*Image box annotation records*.
* * * * *

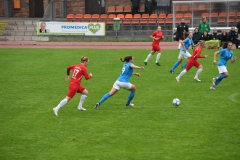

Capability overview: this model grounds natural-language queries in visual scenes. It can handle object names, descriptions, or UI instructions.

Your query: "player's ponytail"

[81,56,88,62]
[120,56,132,62]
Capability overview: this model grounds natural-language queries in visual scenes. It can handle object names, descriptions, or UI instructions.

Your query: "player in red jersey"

[53,57,92,116]
[144,26,164,66]
[176,41,207,82]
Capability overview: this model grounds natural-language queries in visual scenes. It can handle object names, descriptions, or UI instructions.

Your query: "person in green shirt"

[198,17,210,34]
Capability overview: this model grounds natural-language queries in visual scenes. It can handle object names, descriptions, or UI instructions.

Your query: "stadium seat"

[107,6,115,14]
[125,14,133,19]
[218,12,227,18]
[158,13,167,19]
[142,14,149,19]
[167,13,173,19]
[158,19,164,24]
[139,3,145,13]
[123,5,132,13]
[202,13,209,18]
[117,14,124,19]
[211,12,218,18]
[65,14,75,22]
[115,6,123,13]
[176,13,183,18]
[183,13,192,18]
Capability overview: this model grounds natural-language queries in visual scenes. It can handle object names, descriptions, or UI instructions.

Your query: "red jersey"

[67,64,92,85]
[189,46,205,61]
[151,31,163,45]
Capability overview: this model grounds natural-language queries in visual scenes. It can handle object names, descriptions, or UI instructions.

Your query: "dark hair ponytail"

[120,56,132,62]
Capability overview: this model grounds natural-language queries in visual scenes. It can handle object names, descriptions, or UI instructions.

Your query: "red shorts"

[67,84,85,98]
[152,44,161,52]
[186,61,201,70]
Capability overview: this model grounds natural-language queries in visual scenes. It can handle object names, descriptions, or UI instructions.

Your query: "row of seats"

[107,3,145,14]
[202,12,240,18]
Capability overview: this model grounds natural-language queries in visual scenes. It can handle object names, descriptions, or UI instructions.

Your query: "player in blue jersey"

[94,56,144,109]
[210,42,237,89]
[170,32,194,73]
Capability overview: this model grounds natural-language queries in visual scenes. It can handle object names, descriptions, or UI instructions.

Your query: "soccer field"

[0,49,240,160]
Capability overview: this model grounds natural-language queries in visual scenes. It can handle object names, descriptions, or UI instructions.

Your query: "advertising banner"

[37,22,106,36]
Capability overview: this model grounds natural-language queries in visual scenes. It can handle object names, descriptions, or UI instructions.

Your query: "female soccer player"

[144,26,164,66]
[94,56,144,109]
[53,57,92,116]
[170,32,194,73]
[210,42,237,89]
[176,41,207,82]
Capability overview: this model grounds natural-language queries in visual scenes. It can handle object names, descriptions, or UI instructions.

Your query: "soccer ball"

[173,98,180,106]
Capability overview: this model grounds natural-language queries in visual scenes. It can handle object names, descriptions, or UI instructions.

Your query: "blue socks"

[99,93,110,105]
[182,61,188,69]
[126,92,135,106]
[171,61,181,71]
[215,74,227,85]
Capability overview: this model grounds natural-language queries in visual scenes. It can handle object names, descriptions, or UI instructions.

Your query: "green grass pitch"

[0,49,240,160]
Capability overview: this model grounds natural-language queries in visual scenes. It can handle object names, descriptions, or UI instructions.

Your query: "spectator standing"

[131,0,140,15]
[228,27,239,48]
[198,17,210,34]
[176,19,188,49]
[192,28,202,44]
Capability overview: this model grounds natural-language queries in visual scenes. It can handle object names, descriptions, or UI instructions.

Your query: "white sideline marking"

[229,93,240,103]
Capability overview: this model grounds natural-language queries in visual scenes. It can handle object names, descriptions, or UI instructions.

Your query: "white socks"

[78,95,87,109]
[56,98,68,110]
[194,68,203,78]
[156,53,161,63]
[177,69,187,78]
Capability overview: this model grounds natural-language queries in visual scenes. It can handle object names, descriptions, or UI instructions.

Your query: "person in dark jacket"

[228,27,239,48]
[192,28,202,44]
[177,19,188,49]
[131,0,140,15]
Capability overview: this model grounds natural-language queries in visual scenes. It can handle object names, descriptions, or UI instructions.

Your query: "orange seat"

[142,14,149,19]
[107,6,115,14]
[117,14,124,19]
[123,5,132,13]
[158,13,167,19]
[184,13,192,18]
[167,13,173,19]
[219,12,227,18]
[211,12,218,18]
[125,14,132,19]
[202,13,209,18]
[148,19,157,25]
[176,13,183,18]
[115,6,123,13]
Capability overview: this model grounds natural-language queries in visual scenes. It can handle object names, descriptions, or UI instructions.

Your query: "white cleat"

[126,103,134,107]
[176,77,180,82]
[77,107,86,111]
[53,108,58,116]
[194,77,201,82]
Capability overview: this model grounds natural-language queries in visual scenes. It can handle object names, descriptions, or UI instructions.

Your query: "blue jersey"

[218,48,234,66]
[117,62,133,82]
[180,38,194,51]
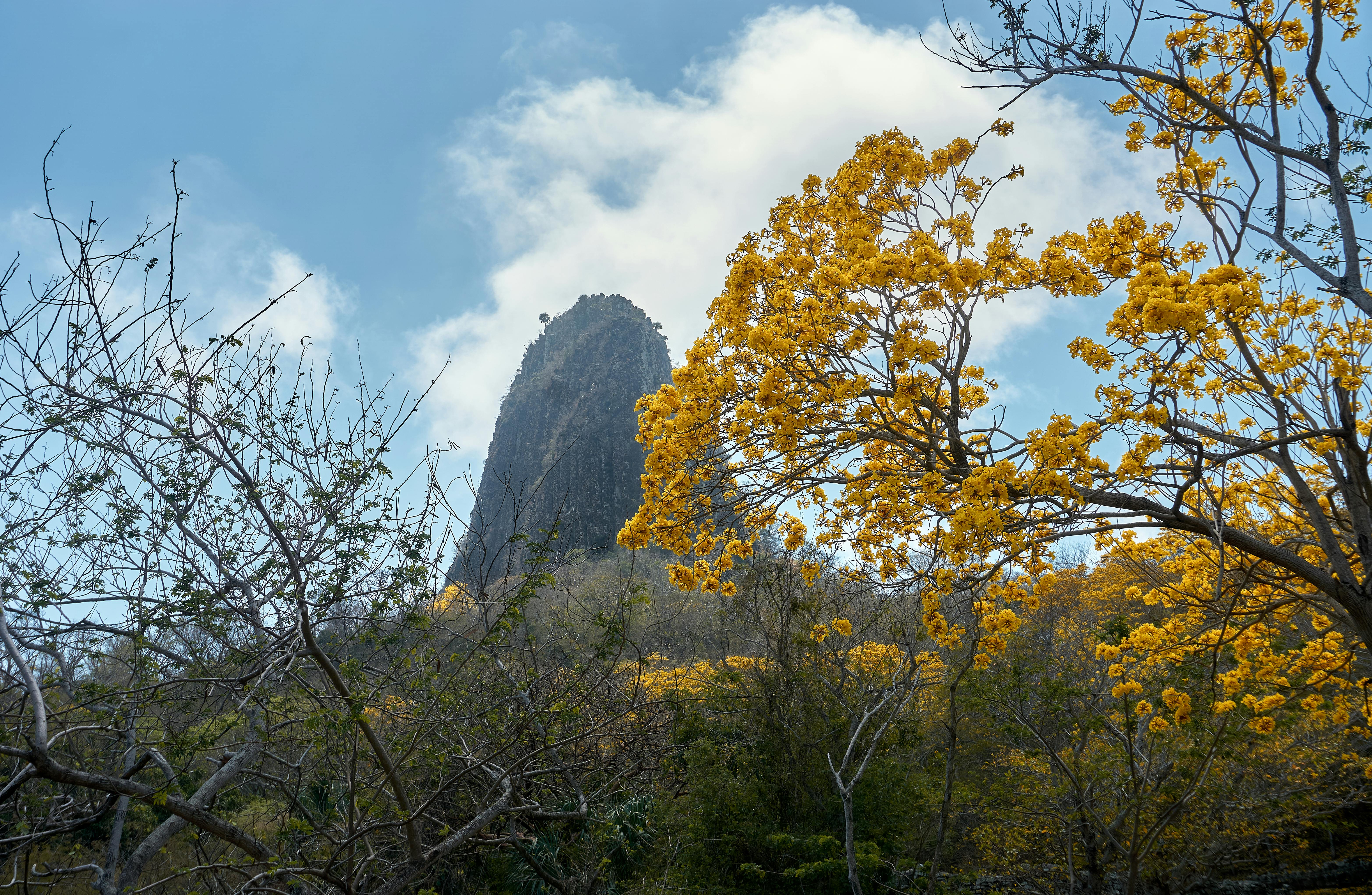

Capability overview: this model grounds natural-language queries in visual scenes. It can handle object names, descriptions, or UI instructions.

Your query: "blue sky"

[0,0,1157,510]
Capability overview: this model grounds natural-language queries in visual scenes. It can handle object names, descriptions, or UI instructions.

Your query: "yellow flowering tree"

[979,559,1372,892]
[933,0,1372,645]
[620,122,1125,652]
[623,3,1372,662]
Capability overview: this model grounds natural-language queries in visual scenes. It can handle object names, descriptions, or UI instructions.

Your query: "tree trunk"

[927,669,967,892]
[838,781,862,895]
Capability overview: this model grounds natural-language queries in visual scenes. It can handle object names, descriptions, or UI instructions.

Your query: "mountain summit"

[468,295,672,565]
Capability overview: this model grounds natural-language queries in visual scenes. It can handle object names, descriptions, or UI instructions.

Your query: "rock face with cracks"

[450,295,672,579]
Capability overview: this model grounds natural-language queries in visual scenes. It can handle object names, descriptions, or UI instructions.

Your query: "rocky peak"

[471,295,672,563]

* * * * *

*REQUIREMENTS*.
Retype the whole listing, keeping every line identical and omitting all pictures.

*COMPLETE RESPONSE*.
Capability overview: this model grounds natural-language queries in visual scenes. It can handle object names, descriptions, or UI instructions.

Your query: "player's ponytail"

[81,56,88,62]
[120,56,132,62]
Capability overview: this model grounds natural-language queries in visual scenes. It can handle object names, descriptions, or UI instructions.

Your query: "player in red jersey"

[53,57,92,116]
[144,26,164,66]
[176,41,207,82]
Capability overview: this model grounds natural-language queries in visual scenes. It can handle object names, descriptions, or UI instructions.

Your query: "person in green shirt"

[198,17,210,34]
Capability overview: this model grounds natural-language queries in visual scenes. It can handle object names, descriptions, or UI instructions.

Your query: "stadium seat"

[107,6,115,14]
[125,14,133,19]
[218,12,227,18]
[158,13,167,19]
[142,14,149,19]
[167,13,173,19]
[158,19,164,24]
[139,3,145,13]
[123,5,132,13]
[202,13,209,18]
[117,14,124,19]
[211,12,218,18]
[65,14,75,22]
[115,6,123,13]
[176,13,183,18]
[183,13,192,18]
Capability overview: this model grounds natural-language queries in visual scenes. It can handle object names, descriptions, or UI instructions.

Your query: "red jersey"

[67,64,92,85]
[189,46,205,61]
[151,31,163,45]
Capability overview: this model grounds natural-language queries in visual scenes. It can handle object names, descriptions, or UI instructions.

Your query: "dark hair ponytail"

[120,56,132,62]
Capability overview: this model grounds natural-language queries in visual scenes. It can handle object names, descriptions, or UI instructions.

Your query: "red shorts"

[67,84,85,98]
[152,44,161,52]
[186,61,201,70]
Capability overview: this model grounds natural-language queries in visual scenes. It can handle object names, descriptions, or UI instructions.

Your query: "row of seats"

[107,3,145,14]
[202,12,240,18]
Capability overview: this model grounds natural-language queries in visual scenes. It can handle object names, descriptions, or UI instructions.

Your query: "player in blue jersey"

[94,56,144,109]
[210,42,237,89]
[170,32,194,73]
Capability overview: this model grounds natural-language queries in visual scenes. It can handle object names, descriptions, or UI instructions.

Your query: "soccer field"

[0,49,240,160]
Capability overview: this model grounds natural-language queries in visual scenes. It can handle object names, descriptions, or UI instructions.

Your query: "advertising banner"

[37,22,106,36]
Capability overview: this model grounds natural-language queries in visual scenes. It can handle object names, descriptions, or UI instructions.

Your query: "female soccer player"

[144,26,164,66]
[94,56,144,109]
[53,57,92,116]
[170,32,194,73]
[210,42,237,89]
[176,41,207,82]
Capability overview: this model grounds natural-language queries in visual scenes. It can handle object names, descriptions, or UI instructions.

Your query: "soccer ball"

[173,98,180,106]
Capability overview: this model grounds natural-language queries in visual scenes. It can handle object names, descriptions, or UI instructions.

Your query: "blue socks"

[99,93,110,105]
[182,61,188,69]
[126,92,135,106]
[171,61,181,71]
[215,74,227,85]
Capability overview: this model grounds natural-language queries in visual scenes. It can handle object names, descriptions, or UI instructions.

Your query: "green grass pitch"

[0,49,240,160]
Capability overview: this model grounds natural-language queries in visual scenes. It can handle object names, descriptions, or UI instructions.

Your query: "spectator standing"

[131,0,140,15]
[228,27,239,48]
[198,17,210,34]
[176,19,188,49]
[192,28,202,44]
Capability overview: this model grounds natural-language queries in visual scenes. It can handle object names, descriptions, or UI instructions.

Your query: "white sideline marking"

[229,93,240,103]
Capability overview: this model grounds natural-language queries in visual scenes. It can handle object names, descriptions, or UI instructions.

Your query: "white socks"

[78,95,87,109]
[56,98,68,110]
[194,68,203,78]
[156,53,161,63]
[177,69,187,78]
Capability overview: this model grounds natural-language queries in visual scenes. It can handle object names, descriptions, or UI instructions.

Your query: "person in dark jacket"

[228,27,239,48]
[192,28,202,44]
[177,19,188,49]
[131,0,140,15]
Capability overview: this model grounds natural-language queries in visual scenes. It can handle object names, descriptions, or UI instructions.

Your query: "orange seat"

[142,14,149,19]
[107,6,115,14]
[117,14,124,19]
[123,5,132,13]
[158,13,167,19]
[184,13,192,18]
[167,13,173,19]
[219,12,227,18]
[211,12,218,18]
[125,14,132,19]
[202,13,209,18]
[148,19,157,25]
[176,13,183,18]
[115,6,123,13]
Capability overview: this model grounds natural-language queries in visual scenes. It can handle object names, descriptions, or UI instructions.

Your query: "white cleat"

[126,103,134,107]
[176,77,180,82]
[77,107,86,111]
[53,108,58,116]
[194,77,201,82]
Capability overview: this model grounds natural-language queries in visual scenes. It can handle object names, descriptions, or UI instructions.

Your query: "blue jersey"

[218,48,234,66]
[117,62,133,82]
[180,38,194,51]

Capability overview: this model grounds natural-language queries in visual scenes. It can handle object names, descriptions, or UI instructions.

Your query: "blue sky"

[0,0,1157,510]
Capability overview: this model grounds natural-language queries in visual scenes. It can handle object names, descriptions, or UI instructions.

Your query: "yellow flowering tree"

[979,559,1372,892]
[933,0,1372,645]
[620,122,1125,652]
[623,3,1372,662]
Capability overview: this model grounds natural-language queries in visual scenes. It can handle object names, descriptions, or UI instructions.

Your query: "tree trunk"

[927,669,967,892]
[838,781,862,895]
Capability overview: this model grounds natural-language queries in visual scenes. It can handle object names, descriptions, or UI instructions.

Your query: "mountain summit"

[468,295,672,565]
Capability overview: this model grounds natural-language queries in visual scenes. It can handle object names, descriptions, or UI instructions.

Your query: "rock face with cracks"

[450,295,672,579]
Capability overview: this model grounds natural-language queries in visual scenes. It can handle object names, descriptions, or UI instructions.

Your query: "rocky peak"

[471,295,672,563]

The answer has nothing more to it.